§ Text extract
Nah that about sums it up.


----------



## Damian Necronamous (Jun 10, 2002)

Yeah, my prediction:
Sixers: 97
Lakers: 83


----------



## jazzy1 (Jul 16, 2002)

I think the Lakers come to play and beat the Sixers. Kobe I think bounces back in front of his homies and the lakers get a rare road win. It sounds silly to say that because theses Lakers are probably the best road team in the history of the league but not this year so far.


----------



## Dragnsmke1 (Jul 29, 2002)

> Originally posted by <b>jazzy1</b>!
> I think the Lakers come to play and beat the Sixers. Kobe I think bounces back in front of his homies and the lakers get a rare road win. It sounds silly to say that because theses Lakers are probably the best road team in the history of the league but not this year so far.


EDIT- Don't mock other posters please


----------



## jazzy1 (Jul 16, 2002)

> Originally posted by <b>Dragnsmke1</b>!
> 
> 
> I agree...As a matter of fact I predict the Lakers to win the rest of thier games that way the few times they do win Ill look like a genuise and the times they do lose dont count against my judgement of basketball...

§ Data

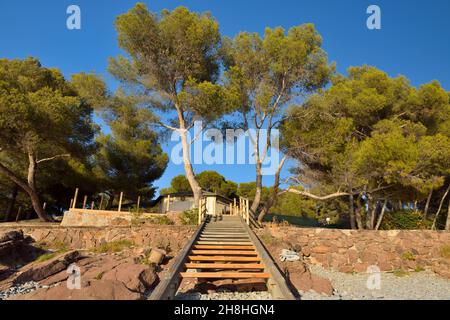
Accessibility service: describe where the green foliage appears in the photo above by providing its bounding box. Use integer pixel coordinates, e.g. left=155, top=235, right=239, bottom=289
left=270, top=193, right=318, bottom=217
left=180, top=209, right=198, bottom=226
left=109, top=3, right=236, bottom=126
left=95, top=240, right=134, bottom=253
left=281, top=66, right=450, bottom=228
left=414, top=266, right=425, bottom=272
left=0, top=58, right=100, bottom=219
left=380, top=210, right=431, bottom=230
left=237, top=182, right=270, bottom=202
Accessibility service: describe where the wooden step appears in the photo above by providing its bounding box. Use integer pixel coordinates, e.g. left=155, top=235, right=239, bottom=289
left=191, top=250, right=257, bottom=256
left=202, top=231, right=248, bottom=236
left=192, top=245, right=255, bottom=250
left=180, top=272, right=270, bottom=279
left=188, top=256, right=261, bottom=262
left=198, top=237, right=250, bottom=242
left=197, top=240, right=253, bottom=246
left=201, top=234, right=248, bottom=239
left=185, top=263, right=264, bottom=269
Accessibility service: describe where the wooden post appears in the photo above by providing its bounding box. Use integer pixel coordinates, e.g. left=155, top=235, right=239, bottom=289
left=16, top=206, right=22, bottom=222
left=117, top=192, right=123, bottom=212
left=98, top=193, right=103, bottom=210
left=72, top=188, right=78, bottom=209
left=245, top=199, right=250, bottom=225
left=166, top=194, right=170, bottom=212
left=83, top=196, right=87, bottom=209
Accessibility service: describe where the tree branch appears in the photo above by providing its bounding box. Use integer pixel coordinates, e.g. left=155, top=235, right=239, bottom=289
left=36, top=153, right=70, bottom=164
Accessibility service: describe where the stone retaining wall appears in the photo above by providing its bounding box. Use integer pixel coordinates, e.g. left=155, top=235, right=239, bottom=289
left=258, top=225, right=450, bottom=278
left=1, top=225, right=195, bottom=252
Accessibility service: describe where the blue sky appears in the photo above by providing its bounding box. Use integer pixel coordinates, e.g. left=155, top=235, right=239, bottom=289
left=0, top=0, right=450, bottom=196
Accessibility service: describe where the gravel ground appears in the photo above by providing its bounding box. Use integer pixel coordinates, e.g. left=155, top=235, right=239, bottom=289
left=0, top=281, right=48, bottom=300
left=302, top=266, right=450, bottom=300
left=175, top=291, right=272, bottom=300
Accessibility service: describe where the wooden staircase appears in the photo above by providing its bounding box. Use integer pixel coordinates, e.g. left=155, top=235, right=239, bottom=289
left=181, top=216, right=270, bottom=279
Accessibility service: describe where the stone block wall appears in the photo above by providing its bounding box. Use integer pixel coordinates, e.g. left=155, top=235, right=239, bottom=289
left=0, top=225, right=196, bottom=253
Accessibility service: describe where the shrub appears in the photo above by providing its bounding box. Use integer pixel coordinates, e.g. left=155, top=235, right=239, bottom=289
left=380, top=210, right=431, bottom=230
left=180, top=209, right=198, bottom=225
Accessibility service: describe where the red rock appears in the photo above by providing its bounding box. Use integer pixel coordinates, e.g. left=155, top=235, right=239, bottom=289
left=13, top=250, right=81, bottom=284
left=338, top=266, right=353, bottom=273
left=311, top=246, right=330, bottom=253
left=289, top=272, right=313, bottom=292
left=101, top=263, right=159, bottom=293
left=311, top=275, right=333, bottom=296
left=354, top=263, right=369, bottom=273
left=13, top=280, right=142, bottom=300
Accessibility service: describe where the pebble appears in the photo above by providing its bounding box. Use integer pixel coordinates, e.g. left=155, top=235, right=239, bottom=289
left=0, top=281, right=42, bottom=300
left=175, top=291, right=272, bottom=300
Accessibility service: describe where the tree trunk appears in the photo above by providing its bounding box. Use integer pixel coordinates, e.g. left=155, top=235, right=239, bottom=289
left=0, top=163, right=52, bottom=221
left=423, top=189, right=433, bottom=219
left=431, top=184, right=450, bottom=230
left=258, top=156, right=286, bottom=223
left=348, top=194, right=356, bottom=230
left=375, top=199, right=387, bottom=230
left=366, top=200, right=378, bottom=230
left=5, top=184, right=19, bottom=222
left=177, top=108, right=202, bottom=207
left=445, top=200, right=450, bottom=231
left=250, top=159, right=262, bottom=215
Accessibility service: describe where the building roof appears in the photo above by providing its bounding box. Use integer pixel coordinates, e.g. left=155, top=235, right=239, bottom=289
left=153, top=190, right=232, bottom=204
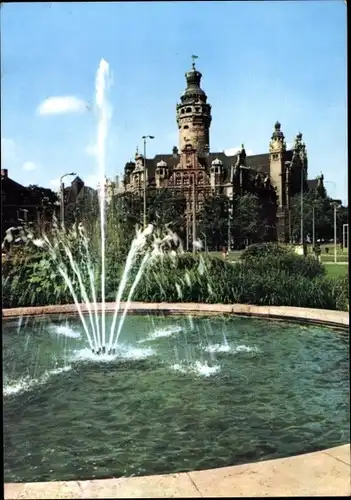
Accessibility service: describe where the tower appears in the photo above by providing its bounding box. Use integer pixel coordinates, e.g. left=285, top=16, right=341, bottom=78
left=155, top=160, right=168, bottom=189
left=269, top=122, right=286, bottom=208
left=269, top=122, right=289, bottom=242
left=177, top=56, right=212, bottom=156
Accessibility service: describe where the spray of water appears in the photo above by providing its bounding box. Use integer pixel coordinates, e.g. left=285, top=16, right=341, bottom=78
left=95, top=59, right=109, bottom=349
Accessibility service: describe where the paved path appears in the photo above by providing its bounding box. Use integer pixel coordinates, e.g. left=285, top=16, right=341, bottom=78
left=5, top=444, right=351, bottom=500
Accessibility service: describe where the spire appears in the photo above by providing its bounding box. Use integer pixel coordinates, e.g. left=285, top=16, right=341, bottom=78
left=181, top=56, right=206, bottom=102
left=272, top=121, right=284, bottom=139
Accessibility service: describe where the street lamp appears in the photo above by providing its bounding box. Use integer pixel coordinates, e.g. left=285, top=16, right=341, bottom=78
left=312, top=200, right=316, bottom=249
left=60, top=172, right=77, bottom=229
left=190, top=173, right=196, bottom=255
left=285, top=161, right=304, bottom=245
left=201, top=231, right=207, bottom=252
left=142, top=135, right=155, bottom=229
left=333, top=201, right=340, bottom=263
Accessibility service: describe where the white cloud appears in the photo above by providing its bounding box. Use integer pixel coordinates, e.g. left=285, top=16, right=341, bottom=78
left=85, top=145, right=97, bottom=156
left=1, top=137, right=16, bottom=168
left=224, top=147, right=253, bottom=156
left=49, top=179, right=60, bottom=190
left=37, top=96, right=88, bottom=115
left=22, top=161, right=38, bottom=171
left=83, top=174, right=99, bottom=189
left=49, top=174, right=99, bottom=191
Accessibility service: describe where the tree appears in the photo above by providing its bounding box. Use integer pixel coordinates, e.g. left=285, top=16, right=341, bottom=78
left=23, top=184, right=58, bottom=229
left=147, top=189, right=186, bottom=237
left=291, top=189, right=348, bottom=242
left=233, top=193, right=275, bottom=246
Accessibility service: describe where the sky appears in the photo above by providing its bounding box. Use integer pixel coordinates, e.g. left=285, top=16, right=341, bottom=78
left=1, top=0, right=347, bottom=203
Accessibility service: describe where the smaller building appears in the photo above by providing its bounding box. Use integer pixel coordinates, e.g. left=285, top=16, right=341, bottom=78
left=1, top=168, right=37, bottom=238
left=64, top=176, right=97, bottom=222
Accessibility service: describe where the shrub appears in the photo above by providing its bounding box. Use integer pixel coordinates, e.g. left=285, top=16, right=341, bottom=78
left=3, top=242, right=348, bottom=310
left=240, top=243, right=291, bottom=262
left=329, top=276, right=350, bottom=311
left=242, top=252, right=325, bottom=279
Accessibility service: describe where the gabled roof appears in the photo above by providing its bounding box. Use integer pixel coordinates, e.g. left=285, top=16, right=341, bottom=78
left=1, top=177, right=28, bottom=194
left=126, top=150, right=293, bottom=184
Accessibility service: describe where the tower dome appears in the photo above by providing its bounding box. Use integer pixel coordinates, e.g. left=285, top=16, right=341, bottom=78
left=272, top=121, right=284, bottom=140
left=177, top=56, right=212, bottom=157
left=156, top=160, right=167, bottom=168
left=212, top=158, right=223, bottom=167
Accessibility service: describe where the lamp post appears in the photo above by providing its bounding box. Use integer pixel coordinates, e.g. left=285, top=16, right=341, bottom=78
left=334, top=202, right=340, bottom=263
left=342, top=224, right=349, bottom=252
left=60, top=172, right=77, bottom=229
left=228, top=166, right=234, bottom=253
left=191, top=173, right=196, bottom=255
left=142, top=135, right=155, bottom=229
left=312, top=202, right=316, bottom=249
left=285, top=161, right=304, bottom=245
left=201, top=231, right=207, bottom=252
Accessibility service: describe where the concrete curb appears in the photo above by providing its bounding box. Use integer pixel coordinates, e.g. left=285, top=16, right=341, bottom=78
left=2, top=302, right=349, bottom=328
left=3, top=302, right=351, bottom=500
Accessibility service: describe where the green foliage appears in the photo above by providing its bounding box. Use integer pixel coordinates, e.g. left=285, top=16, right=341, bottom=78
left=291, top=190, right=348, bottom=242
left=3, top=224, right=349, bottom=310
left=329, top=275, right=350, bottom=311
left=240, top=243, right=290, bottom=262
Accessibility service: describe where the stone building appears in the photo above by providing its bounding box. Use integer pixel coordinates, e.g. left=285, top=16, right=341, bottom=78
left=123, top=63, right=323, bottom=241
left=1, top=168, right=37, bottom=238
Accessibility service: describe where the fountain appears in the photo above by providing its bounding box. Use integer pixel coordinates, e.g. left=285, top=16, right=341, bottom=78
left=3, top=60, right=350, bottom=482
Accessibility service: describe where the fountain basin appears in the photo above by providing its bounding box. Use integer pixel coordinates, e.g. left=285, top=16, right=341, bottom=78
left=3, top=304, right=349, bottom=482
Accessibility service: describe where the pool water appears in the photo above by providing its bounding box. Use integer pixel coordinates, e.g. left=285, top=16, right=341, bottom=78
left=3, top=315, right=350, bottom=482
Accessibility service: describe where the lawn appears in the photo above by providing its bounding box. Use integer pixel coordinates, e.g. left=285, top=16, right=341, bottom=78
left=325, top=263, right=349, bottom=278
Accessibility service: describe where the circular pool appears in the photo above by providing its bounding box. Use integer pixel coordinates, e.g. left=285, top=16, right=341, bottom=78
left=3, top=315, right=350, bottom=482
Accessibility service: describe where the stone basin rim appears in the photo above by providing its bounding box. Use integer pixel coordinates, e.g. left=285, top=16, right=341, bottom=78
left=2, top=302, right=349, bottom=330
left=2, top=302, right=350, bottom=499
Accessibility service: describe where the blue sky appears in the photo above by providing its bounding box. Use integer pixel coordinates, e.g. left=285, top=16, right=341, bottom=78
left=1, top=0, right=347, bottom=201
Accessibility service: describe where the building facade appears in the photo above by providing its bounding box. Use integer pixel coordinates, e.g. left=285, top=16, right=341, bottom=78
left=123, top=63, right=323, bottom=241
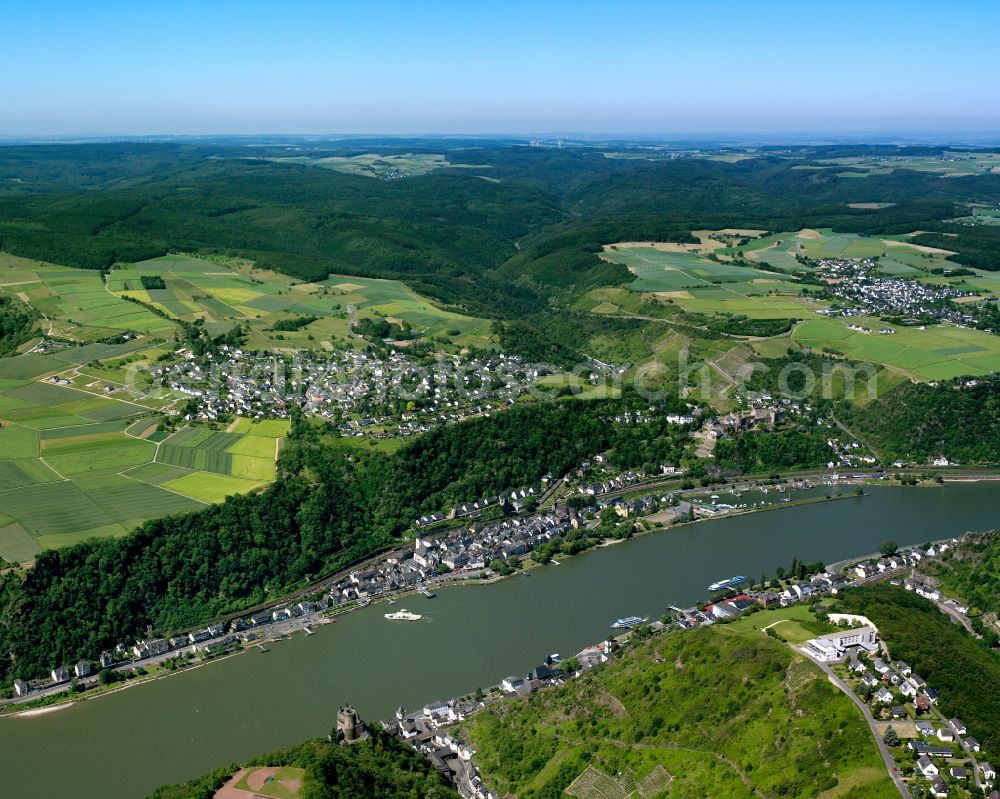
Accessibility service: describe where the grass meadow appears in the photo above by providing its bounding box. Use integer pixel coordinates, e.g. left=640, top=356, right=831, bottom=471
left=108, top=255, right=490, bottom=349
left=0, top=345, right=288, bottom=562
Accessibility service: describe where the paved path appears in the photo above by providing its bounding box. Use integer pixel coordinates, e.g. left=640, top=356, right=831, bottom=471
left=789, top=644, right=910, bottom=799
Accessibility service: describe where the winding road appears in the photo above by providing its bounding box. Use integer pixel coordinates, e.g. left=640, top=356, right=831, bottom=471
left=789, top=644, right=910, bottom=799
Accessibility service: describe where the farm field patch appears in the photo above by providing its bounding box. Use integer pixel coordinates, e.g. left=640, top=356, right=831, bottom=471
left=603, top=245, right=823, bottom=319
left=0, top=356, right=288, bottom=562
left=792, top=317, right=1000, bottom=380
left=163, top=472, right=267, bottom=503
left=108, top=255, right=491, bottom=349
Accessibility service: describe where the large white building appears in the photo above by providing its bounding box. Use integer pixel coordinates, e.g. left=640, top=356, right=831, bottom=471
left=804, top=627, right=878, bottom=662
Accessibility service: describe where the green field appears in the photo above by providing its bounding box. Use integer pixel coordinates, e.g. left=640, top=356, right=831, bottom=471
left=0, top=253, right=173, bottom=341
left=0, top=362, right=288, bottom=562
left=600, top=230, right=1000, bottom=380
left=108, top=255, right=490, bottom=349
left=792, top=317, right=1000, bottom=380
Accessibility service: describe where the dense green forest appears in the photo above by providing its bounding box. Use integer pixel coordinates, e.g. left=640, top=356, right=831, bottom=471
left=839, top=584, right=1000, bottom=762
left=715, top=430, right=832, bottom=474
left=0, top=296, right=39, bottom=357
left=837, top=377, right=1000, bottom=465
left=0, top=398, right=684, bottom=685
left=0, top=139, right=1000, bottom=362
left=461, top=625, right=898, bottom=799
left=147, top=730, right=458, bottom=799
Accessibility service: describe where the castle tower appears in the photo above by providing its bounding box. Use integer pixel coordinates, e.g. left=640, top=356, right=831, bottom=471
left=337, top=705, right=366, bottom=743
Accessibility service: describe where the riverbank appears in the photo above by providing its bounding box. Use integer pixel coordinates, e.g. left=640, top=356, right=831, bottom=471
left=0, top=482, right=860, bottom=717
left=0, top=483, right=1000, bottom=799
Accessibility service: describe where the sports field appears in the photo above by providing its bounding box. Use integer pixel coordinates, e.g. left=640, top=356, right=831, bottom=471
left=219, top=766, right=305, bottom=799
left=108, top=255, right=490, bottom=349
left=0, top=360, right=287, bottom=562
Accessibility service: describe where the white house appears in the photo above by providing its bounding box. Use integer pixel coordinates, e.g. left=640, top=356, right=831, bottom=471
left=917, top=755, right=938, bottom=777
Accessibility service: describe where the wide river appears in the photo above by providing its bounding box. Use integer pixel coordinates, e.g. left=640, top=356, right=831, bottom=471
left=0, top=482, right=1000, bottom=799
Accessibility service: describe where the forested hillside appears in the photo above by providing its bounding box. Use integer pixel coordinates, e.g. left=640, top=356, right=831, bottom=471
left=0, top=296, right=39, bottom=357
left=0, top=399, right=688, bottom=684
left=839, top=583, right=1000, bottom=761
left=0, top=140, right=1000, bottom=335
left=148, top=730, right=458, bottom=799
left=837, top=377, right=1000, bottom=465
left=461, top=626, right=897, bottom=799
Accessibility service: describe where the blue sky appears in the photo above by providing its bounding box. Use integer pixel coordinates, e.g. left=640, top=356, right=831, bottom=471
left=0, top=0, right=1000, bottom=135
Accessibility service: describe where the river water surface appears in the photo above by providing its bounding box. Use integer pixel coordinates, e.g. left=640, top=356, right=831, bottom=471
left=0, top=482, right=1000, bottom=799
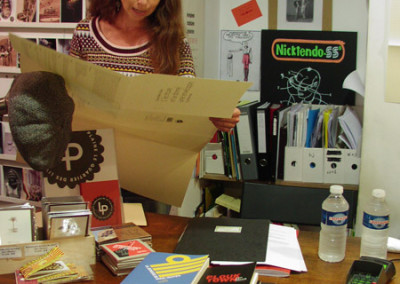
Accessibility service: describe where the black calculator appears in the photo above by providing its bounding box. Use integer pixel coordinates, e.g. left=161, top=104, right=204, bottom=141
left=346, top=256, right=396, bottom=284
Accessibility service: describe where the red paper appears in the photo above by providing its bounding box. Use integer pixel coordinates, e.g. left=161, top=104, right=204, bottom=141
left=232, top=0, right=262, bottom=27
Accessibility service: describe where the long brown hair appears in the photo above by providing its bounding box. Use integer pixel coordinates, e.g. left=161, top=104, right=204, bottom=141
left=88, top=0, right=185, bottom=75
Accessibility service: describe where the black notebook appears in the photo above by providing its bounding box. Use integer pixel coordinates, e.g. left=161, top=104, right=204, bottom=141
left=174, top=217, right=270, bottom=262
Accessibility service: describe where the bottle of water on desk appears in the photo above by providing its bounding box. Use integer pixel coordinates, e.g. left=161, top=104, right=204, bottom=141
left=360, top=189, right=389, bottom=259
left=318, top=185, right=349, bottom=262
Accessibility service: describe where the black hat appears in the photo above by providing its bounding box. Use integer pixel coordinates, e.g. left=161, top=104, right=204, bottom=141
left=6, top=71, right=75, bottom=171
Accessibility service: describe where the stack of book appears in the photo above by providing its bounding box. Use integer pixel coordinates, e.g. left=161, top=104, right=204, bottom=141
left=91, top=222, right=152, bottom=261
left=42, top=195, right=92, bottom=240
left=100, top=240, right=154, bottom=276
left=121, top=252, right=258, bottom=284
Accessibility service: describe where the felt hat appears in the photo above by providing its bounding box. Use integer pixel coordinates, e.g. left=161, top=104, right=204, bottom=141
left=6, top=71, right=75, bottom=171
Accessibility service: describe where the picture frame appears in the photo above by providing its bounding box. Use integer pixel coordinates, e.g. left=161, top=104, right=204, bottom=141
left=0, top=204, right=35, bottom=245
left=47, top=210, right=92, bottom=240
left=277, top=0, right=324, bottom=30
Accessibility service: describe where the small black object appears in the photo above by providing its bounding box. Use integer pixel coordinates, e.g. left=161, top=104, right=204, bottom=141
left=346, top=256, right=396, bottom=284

§ Direction 1
In the Lakers–Sixers forum thread, what final score does Damian Necronamous predict?
§ Direction 2
Can you put this sentence from the Lakers–Sixers forum thread into Spanish: "I think the Lakers come to play and beat the Sixers."
§ Direction 3
Carry on the Lakers–Sixers forum thread from its last post.
The rows stand apart from the forum thread and are separate material.

§ Written response 1
Sixers 97, Lakers 83.

§ Written response 2
Creo que los Lakers vienen a jugar y les ganan a los Sixers.

§ Written response 3
EDIT- Please don't order around other posters or tell them where they can't post- Jemel , I'm a fan don't have to be objective and don't have to be reasonable when it comes to MY favorite team. Next time the Mavs lose we will probably lose you for good. Wait whats that smell oh a front runner who disappears when his team loses therefore failing to live up to his claim that the Mavs were so powerful. Guess you sure told me with all of your basketball wisdom about how the Mavs were gonna beat the Lakers . As you say they dominated the Lakers in their loss as you put it. I can only hope the Nets feel so bad at how they were dominated by the Lakers tonight. Your bball judgment has been EDIT- No insults- Jemel except for the one time which was the whole point of you being here. My badd


----------



## Dragnsmke1 (Jul 29, 2002)

> Originally posted by <b>jazzy1</b>!
> 
> 
> Guess what who cares go home to your Mavs forum, I'm a fan don't have to be objective and don't have to be reasonable when it comes to MY favorite team. Next time the Mavs lose we will probably lose you for good. Wait whats that smell oh a front runner who disappears when his team loses therefore failing to live up to his claim that the Mavs were so powerful. Guess you sure told me with all of your basketball wisdom about how the Mavs were gonna beat the Lakers . As you say they dominated the Lakers in their loss as you put it. I can only hope the Nets feel so bad at how they were dominated by the Lakers tonight. Your bball judgment has been impeccable except for the one time which was the whole point of you being here. My badd


yup yuore right next time Ill save my vacation for after the season.


----------



## Jamel Irief (May 19, 2002)

The Lakers disgust me. I would rather root for the Nuggets, at least they lose because of lack of talent, not effort. Let's see if someone besides George wants to get back on d this game.


----------



## TheRifleman (May 20, 2002)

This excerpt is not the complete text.